§ **Records provided**
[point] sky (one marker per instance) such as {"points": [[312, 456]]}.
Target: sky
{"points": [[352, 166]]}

---

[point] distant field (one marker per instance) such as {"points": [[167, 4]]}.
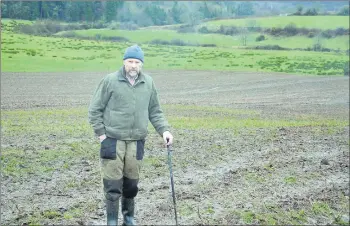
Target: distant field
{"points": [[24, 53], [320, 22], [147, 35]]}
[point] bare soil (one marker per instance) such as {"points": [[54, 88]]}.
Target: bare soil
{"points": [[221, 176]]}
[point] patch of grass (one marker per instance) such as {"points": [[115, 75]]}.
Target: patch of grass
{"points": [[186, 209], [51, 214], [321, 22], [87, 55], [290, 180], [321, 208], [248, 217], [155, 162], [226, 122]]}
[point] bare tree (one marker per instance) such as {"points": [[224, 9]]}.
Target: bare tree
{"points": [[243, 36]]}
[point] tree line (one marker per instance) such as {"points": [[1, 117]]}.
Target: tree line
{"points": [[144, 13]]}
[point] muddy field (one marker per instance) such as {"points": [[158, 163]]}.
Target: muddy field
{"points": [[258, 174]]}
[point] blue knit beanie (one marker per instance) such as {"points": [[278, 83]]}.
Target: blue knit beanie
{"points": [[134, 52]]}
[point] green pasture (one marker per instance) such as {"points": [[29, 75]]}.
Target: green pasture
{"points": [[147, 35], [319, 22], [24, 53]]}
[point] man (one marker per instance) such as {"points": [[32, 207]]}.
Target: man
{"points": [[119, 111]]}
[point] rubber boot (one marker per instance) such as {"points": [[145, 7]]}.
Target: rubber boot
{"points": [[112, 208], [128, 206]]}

§ **Short exercise**
Gather each line of the records that contains the word "green" and copy it out in full.

§ **Expected output**
[point] green pasture (one marker per instance) such as {"points": [[29, 75]]}.
Target: green pasture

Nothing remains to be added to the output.